- **Required work**
Reproduce, word for word, the stretch of the masonry manuscripts passage below from "Like the Edinburgh" through "even in England.".

- **Excerpt**
Like the Edinburgh Register House MS., it appears to be a mason’s aide memoire; on the other hand, it is less operative in character, and may very possibly represent a link between the operative masonry of the seventeenth century and the speculative masonry of the eighteenth century. In support of this suggestion, three points may be noted:
(i) The endorsement on the MS. is “Free Masonry Feb: 1711”, though the term “Free Masonry” was rarely applied to the operative art, even in England.
(ii) Whereas operative masonry, so far as the Mason Word was concerned, apparently recognized only two classes of masons, viz., either entered apprentices and fellowcrafts, or fellowcrafts and masters, this MS. distinguishes three classes, viz., entered apprentices, fellow craftsmen, and masters, each with its own secrets. It is the earliest‑known MS. to make such a distinction. The probability is that during the early part of the eighteenth century, before Grand Lodges were formed and firmly established, a trigradal system developed gradually and independently in different parts of the country, by a division of the original entered apprentice ceremony, to form what ultimately became the First and Second Degree ceremonies. Brother Lionel Vibert, in his Prestonian Lecture for 1925 (The Development of the Trigradal System. See also his paper, “The Second Degree: A Theory”, A.Q.C., xxxix.) discussed this development, which he suggested took place in London about 1725. The reference in the Graham MS. of 1726 to being “entered, passed and raised and conformed by 3 severall Lodges” implies that three distinct ceremonies existed by 1726 in that district (probably the North of England) to which the Graham MS. belonged. It may quite well be that three distinct ceremonies existed there at an earlier date. Just as the surviving MSS. show considerable differences in the test questions and answers, and in the signs and words, so they indicate differences in the number of ceremonies. The Edinburgh Register House and Sloane MSS. refer to two ceremonies, the Trinity College, Dublin and Graham MSS. to three. Such differences are not astonishing, as no uniformity should be looked for before Grand Lodges were firmly established and capable of exercising a unifying influence.

- **Supplied information**
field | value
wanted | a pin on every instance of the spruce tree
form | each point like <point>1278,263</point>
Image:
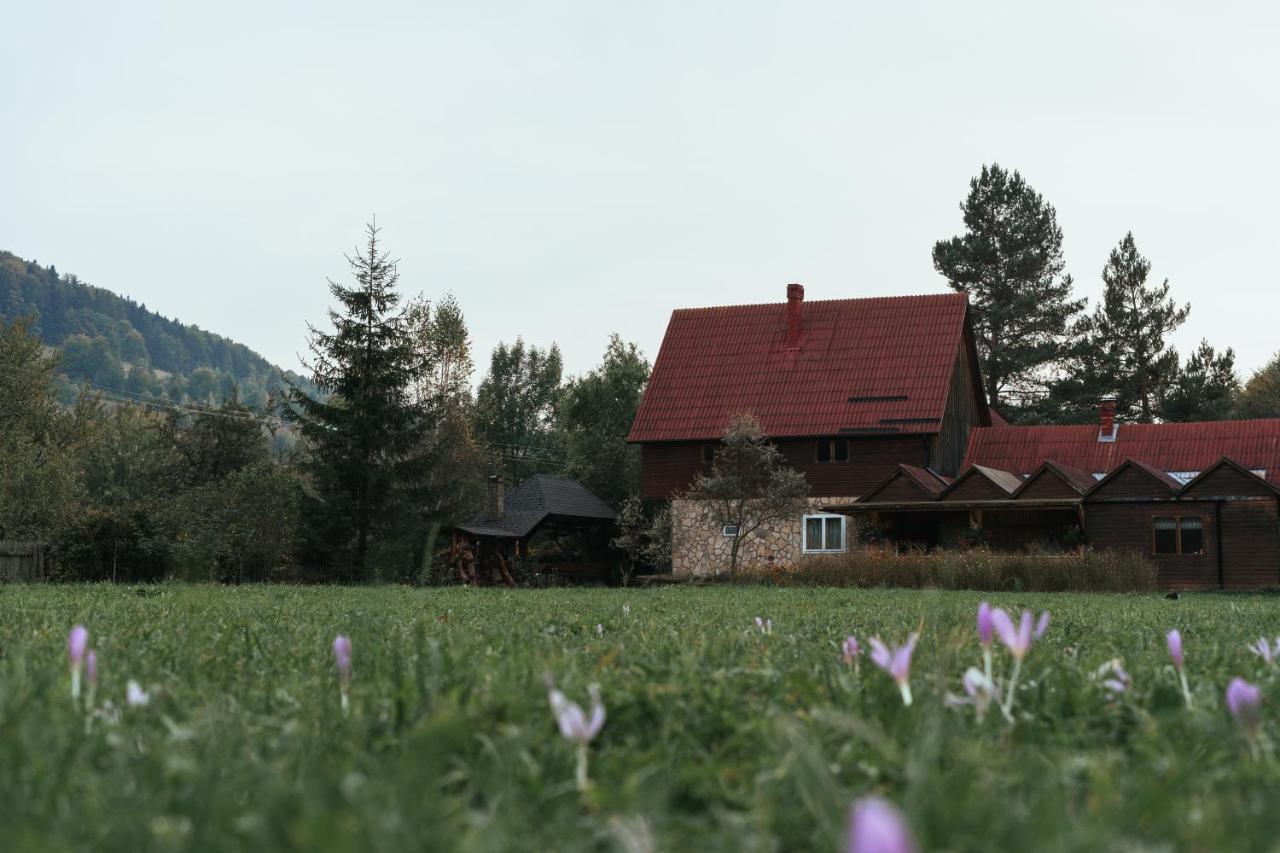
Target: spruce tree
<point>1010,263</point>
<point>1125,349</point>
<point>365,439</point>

- **Exercise result**
Like the Edinburgh Register House MS., it appears to be a mason’s aide memoire; on the other hand, it is less operative in character, and may very possibly represent a link between the operative masonry of the seventeenth century and the speculative masonry of the eighteenth century. In support of this suggestion, three points may be noted:
(i) The endorsement on the MS. is “Free Masonry Feb: 1711”, though the term “Free Masonry” was rarely applied to the operative art, even in England.